#### [本文]

この4年間で良い絵は描かなくてもいい。自分の心を開発すればいいんです。卒業しても人生なんて残り50年〜60年あるわけだから、ここは出発点です。現実を考えると、絵描きだけで食べることができる人は本当に少ない。だからほかの職業に就きながら、「なおかつおれは絵を描くんだ」となれるかどうか。この「なおかつ」が大切なんです。みんな食うために精一杯なんだから、絵を描かなくたっていい。だけど「とにかく描きたいんだ」という気持ちで描くからこそ、絵は強くなる。そういう面で言えば文化勲章受章者の片岡球子先生は、50歳過ぎてから院展に入選し始めて、グーンと伸びて、いまやトップです。でもその間いろいろなことをやりながら、ふつふつと「自分の芸術とはなんぞや」と思いをめぐらして、生きてきた人でしょう。

#### [やること A]
記録の中から「flower」という語を含む行をすべて探し、そのまま書き出して示してください。

点ラベル付けデータセットの抜粋
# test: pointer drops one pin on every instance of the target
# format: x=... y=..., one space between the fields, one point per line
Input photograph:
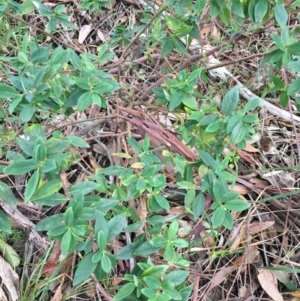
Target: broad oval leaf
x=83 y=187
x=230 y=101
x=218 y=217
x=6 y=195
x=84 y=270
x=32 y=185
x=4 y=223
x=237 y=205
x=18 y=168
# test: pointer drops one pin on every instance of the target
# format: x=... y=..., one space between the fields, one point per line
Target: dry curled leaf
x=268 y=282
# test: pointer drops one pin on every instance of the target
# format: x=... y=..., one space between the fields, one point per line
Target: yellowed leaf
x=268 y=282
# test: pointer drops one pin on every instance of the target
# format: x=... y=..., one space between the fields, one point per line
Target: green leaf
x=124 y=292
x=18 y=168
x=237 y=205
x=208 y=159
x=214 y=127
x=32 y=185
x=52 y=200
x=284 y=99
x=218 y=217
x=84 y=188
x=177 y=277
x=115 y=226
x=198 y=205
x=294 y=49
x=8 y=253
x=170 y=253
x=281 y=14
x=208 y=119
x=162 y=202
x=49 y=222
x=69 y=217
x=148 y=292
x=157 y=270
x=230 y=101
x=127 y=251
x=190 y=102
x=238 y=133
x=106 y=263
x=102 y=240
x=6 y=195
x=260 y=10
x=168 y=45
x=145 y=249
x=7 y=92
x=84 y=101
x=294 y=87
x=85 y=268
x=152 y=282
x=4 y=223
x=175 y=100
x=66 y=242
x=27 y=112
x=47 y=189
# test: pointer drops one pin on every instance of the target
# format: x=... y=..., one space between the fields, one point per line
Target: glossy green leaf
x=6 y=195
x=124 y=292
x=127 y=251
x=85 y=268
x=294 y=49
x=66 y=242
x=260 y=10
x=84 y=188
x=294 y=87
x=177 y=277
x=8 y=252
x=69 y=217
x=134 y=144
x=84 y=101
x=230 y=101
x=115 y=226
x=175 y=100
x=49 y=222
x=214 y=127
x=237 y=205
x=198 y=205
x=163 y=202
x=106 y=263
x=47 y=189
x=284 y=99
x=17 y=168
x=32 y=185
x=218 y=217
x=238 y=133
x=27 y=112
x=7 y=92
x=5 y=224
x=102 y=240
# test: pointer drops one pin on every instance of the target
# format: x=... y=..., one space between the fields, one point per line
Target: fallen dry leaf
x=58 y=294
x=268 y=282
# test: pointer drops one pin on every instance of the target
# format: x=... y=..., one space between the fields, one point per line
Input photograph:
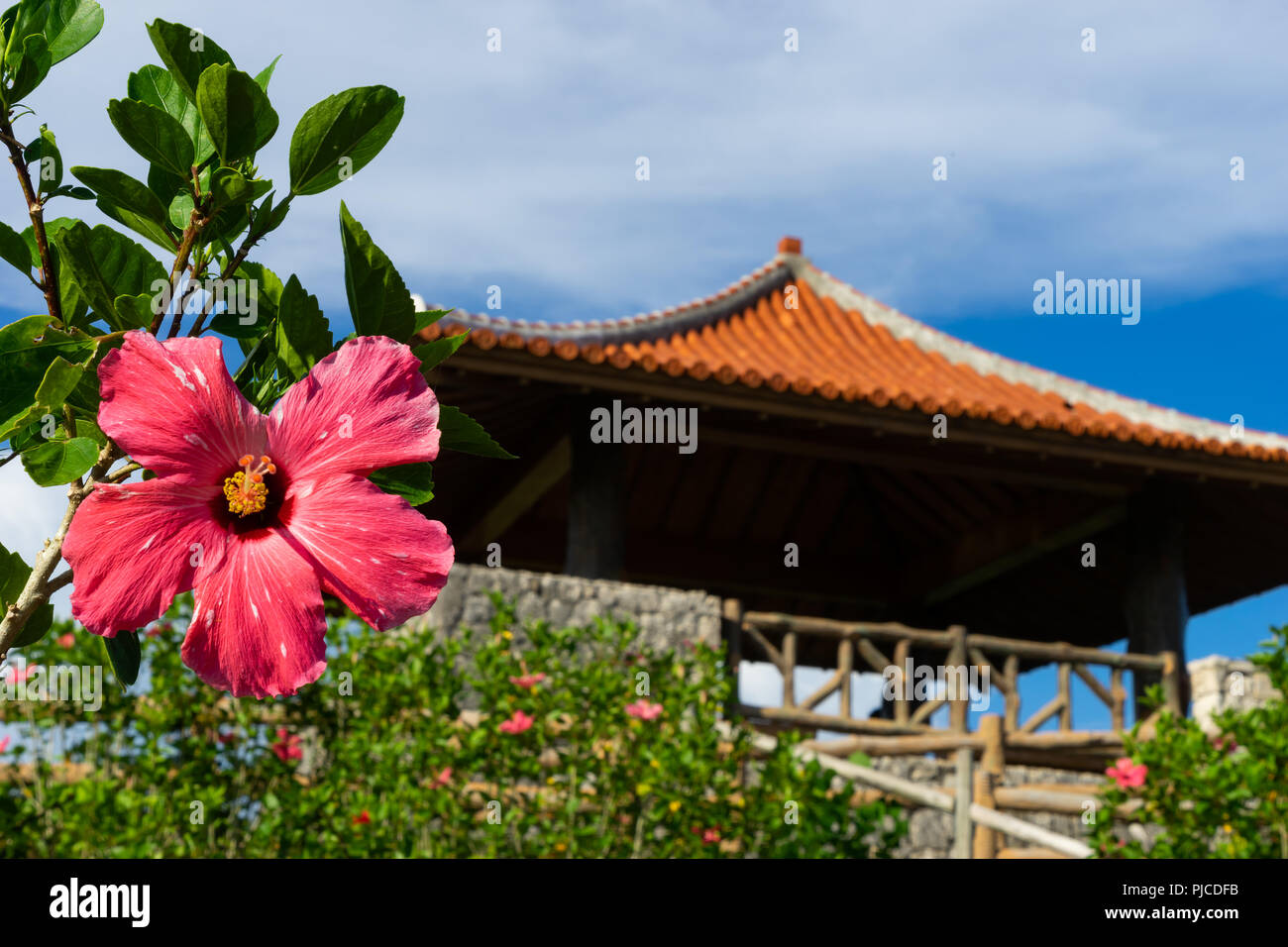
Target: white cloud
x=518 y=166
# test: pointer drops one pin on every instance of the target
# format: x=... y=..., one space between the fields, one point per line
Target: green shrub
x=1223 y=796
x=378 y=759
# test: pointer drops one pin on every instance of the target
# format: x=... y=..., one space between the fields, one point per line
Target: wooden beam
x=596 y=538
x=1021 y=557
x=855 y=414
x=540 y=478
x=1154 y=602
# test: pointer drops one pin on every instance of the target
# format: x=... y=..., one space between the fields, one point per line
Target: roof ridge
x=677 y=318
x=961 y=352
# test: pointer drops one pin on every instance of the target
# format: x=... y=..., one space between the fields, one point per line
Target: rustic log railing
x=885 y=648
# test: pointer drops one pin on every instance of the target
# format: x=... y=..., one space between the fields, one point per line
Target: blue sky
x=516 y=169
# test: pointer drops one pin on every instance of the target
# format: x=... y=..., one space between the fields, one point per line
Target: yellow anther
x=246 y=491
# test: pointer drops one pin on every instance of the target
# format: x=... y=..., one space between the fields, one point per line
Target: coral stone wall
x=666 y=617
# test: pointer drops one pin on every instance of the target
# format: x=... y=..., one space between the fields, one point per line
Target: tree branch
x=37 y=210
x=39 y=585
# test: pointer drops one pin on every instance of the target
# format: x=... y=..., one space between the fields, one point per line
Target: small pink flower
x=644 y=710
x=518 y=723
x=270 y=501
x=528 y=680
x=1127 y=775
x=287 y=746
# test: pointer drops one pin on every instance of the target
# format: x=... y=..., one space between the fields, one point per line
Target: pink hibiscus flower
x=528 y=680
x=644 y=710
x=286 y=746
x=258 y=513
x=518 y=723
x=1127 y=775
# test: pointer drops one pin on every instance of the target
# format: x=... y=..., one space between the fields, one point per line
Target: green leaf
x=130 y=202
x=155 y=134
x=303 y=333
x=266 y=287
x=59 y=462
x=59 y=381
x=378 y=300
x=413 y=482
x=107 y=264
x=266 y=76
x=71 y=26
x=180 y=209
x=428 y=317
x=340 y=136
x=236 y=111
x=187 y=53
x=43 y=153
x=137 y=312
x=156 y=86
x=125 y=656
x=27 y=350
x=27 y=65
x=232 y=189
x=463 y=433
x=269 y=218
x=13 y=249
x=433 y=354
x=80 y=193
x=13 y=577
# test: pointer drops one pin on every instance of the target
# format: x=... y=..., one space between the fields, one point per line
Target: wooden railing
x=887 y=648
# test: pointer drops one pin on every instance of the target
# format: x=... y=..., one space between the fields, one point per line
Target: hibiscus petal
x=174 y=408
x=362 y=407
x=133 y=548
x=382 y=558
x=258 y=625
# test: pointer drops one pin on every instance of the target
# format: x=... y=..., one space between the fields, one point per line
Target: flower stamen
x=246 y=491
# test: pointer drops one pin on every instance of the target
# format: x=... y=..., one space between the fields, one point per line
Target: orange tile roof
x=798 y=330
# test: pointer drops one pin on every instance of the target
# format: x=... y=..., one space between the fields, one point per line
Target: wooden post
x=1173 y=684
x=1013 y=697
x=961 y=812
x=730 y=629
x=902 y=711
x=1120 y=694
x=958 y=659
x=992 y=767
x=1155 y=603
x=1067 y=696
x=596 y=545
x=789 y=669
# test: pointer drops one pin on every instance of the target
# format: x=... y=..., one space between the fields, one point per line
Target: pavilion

#### [やること B]
本文のうち、「この4年間で良い絵は描かなく」から始まって「して、生きてきた人でしょう。」で終わる部分を、一字も変えずにもう一度書いてください。

#### [答えの例 A]
Target: small pink flower
Target: pink hibiscus flower
Target: flower stamen

#### [答えの例 B]
この4年間で良い絵は描かなくてもいい。自分の心を開発すればいいんです。卒業しても人生なんて残り50年〜60年あるわけだから、ここは出発点です。現実を考えると、絵描きだけで食べることができる人は本当に少ない。だからほかの職業に就きながら、「なおかつおれは絵を描くんだ」となれるかどうか。この「なおかつ」が大切なんです。みんな食うために精一杯なんだから、絵を描かなくたっていい。だけど「とにかく描きたいんだ」という気持ちで描くからこそ、絵は強くなる。そういう面で言えば文化勲章受章者の片岡球子先生は、50歳過ぎてから院展に入選し始めて、グーンと伸びて、いまやトップです。でもその間いろいろなことをやりながら、ふつふつと「自分の芸術とはなんぞや」と思いをめぐらして、生きてきた人でしょう。